• _Collected data entries_
++++++++
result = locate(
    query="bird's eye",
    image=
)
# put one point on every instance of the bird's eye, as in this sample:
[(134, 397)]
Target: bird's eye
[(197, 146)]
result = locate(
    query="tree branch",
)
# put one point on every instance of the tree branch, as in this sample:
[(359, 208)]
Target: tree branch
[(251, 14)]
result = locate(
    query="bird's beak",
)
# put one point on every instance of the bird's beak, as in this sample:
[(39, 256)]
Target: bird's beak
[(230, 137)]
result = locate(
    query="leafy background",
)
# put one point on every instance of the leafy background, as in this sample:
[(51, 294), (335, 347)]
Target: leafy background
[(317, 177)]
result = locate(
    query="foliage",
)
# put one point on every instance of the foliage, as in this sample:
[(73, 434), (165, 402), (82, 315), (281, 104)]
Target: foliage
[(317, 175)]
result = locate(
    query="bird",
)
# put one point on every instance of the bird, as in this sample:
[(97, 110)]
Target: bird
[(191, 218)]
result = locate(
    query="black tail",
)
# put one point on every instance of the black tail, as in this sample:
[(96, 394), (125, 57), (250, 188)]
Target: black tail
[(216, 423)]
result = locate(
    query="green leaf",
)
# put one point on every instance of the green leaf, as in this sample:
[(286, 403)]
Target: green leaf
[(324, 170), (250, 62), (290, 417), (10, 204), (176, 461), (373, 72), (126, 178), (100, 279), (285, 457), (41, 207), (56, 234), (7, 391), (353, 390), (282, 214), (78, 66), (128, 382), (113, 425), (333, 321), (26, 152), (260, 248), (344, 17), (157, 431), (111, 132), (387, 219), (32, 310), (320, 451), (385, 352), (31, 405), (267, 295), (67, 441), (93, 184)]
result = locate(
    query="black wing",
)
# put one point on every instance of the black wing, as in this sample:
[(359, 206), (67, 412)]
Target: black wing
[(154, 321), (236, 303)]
++++++++
• _Exercise_
Search the data for "sample" and list every line in which it occurs.

• _Exercise result_
# put one point on every instance of the bird's eye, as in this sample:
# put one point on every instance of the tree branch, as in this sample:
# put one point on every instance of the bird's beak, as in this sample:
# put one point on every instance of the leafy background, as in this sample:
# put one point on every instance of the foliage, as in this sample:
# put one point on every instance of the bird, as in this sample:
# put one point on every instance of the black tail, as in this sample:
# put one point on every instance of the green leaf, as in this sample:
# put one point on every instance of the black wing, as in this sample:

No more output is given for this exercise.